• _SOURCE_:

━━━━━━

Take me to your leader…writes Emily Gian
There is a point of view among many students of Middle Eastern politics that all of its problems would be solved if Israel ended its occupation of the territories captured during the 1967 Six-Day-War and handed them to the Palestinians.
After all, no country really wants to control the lives of other people, and in doing so, such a situation weighs heavily on Israel, its people and its democratic values.
Of course, the reality is far from simple as we have seen in more than two decades since we witnessed the famous scenes on the White House Lawns in September 1993 when Israeli and Palestinian leaders shook hands and penned an agreement that was meant to lead to an all-embracing peace in the region.
Volumes have been written since that day about why things did not turn out the way we thought they would. Fingers have been pointed and accusations made against both sides as well as against the interlocutors – those who were supposed to be assisting the parties in reaching the goal of two states living side by side in peace.
Looking at things in March 2016, one could be forgiven for believing that the peace process has floundered because, at a point in time, it must have entered some kind of “Bizzaro World”.
Last week, the Times of Israel and other media outlets told us that American President “Obama sees Netanyahu as most disappointing of all Mideast leaders”.
I found this curious because, leaving aside Syria’s Bashar al-Assad who has barrel-bombed his own people, and the Hamas leadership in Gaza which preaches genocide against Jews and the destruction of the State of Israel, and a handful of other despots, one has to wonder why President Obama is constantly looking aside when it comes to the behaviour of the Palestinian Authority Chairman, Mahmoud Abbas.
After all, at the very time we were being informed that Obama was so unimpressed by Israel’s Prime Minister, Abbas was making a fool of Obama’s Vice President Joe Biden, who was visiting the region to test whether something could be done to revive the moribund peace process.

━━━━━━

• _GOALS_:
(1) Pick out every line in the rows that contains the word "gabled".
(2) Resume the article on the Israeli-Palestinian peace process, starting after its last sentence.
The rows that follow are unrelated to the article.

━━━━━━

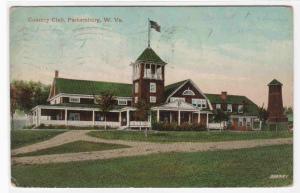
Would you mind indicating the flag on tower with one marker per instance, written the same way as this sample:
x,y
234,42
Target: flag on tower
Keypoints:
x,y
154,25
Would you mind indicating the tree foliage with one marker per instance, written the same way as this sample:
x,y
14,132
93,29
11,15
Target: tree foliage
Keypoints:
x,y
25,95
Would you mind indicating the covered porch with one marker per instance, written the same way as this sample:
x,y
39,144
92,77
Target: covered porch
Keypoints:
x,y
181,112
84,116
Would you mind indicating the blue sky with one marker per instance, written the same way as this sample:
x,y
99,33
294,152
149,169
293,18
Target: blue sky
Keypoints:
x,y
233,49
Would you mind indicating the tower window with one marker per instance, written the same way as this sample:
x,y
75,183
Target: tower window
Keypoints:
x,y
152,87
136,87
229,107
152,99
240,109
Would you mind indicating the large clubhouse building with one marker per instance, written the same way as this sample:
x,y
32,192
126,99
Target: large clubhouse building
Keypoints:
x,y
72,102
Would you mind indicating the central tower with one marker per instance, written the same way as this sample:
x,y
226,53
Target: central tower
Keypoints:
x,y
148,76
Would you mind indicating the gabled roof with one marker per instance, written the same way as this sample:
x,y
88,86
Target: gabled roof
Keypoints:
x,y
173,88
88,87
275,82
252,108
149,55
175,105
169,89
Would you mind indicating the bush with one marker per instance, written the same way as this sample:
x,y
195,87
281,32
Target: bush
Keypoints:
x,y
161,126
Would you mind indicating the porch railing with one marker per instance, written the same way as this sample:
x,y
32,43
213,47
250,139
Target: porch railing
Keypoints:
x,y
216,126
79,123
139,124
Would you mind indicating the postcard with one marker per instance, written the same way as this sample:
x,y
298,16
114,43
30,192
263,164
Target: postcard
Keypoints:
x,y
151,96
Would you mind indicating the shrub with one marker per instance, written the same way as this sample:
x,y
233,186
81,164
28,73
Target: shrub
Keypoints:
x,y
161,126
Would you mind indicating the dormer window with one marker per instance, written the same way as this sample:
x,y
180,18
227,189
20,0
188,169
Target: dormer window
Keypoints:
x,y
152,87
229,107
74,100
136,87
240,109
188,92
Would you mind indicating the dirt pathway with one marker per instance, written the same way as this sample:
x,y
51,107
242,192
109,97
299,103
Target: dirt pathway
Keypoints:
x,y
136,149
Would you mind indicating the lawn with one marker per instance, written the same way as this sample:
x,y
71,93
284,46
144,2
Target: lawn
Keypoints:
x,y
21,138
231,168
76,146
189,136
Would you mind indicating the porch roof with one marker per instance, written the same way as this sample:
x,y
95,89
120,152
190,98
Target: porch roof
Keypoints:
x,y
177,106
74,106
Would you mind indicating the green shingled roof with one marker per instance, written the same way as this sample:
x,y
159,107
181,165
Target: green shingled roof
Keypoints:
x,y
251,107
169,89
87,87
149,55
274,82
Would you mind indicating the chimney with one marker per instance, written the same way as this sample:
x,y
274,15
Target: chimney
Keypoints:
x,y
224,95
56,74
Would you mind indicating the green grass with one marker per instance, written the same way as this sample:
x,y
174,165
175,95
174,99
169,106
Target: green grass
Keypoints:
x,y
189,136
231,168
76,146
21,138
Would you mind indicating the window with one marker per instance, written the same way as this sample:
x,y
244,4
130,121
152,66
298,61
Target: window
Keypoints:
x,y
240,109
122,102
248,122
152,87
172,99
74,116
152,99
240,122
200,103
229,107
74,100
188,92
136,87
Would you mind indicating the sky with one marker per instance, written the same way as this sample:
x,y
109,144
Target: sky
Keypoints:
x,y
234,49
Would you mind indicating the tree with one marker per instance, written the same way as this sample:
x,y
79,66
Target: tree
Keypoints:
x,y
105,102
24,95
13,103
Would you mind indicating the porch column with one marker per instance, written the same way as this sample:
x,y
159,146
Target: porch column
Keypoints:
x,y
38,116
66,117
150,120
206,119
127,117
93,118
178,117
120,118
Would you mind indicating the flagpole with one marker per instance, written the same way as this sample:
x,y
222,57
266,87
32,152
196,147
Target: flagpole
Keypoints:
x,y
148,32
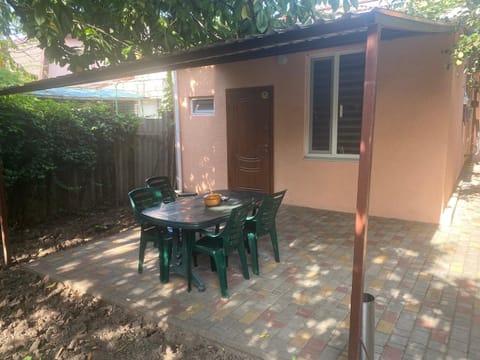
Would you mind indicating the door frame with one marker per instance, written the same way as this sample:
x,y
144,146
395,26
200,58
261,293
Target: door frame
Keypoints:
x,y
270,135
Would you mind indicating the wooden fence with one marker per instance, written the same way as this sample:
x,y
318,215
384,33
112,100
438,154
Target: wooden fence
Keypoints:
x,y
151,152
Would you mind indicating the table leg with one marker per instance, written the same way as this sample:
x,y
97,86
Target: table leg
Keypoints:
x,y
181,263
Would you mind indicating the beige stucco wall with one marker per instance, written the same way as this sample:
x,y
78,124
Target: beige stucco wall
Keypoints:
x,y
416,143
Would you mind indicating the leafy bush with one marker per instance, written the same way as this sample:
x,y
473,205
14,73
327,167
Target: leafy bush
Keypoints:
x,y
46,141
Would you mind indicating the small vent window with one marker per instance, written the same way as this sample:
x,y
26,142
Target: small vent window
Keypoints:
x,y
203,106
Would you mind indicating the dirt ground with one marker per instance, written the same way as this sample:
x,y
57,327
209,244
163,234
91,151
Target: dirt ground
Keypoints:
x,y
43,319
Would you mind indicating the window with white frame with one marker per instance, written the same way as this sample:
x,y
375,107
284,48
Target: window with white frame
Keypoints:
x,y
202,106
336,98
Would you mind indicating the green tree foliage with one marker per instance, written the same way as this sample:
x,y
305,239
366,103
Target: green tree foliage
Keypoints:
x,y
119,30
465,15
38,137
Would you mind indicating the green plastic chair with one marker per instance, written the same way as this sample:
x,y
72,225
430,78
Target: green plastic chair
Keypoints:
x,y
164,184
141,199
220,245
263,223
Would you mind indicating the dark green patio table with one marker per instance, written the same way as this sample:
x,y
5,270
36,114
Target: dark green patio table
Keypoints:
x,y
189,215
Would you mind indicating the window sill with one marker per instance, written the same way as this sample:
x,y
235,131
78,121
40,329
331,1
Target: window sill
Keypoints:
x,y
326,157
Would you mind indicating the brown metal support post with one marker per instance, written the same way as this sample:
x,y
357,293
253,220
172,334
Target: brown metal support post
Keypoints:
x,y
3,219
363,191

━━━━━━

• _WRITTEN RESPONSES_:
(1)
Would you mind indicating the gabled roof with one marker per instance, written the same way as this sample:
Target: gabled roof

(2)
As it happens, Biden’s visit coincided with a terror attack in Jaffa, which claimed the life of American citizen Taylor Force, a West Point graduate from Texas who was stabbed to death by a Palestinian. Force was a non-Jewish American. Two other people stabbed in the attack were Muslims.
Biden was in town in the hope of persuading the Palestinian leadership to issue a “condemnation” of the six-month reign of terror that has been gripping the country.
If there was ever a time to send a strong message to his people, and indeed to the world, that this slow-burning intifada is going to get them nowhere, that was Abbas’ time.
But all Abbas could muster was to send his condolences for the death of an American and, at the same time, he stressed that “the occupation authorities have killed 200 Palestinians over the past five months”. In other words, Abbas was equally concerned with the deaths of Palestinian stabbers and shooters as he was with the murdered American citizen. Even less subtle was Abbas’ Fatah faction which praised the murderer and called him a “martyr”. Fatah quickly deleted this post from its site.
In 1973, Abba Eban said that the “Arabs never miss an opportunity to miss an opportunity”. This was one of those times.
And Joe Biden went home, having achieved nothing. He should have felt insulted. His President should have considered himself, if not insulted, then at least “disappointed”, but there has been no indication of this at all. Abbas has conducted himself in exactly the same way in regard to negotiations with Israel throughout the term of Obama’s Presidency with barely a flutter of concern from the United States.
Life and death go on.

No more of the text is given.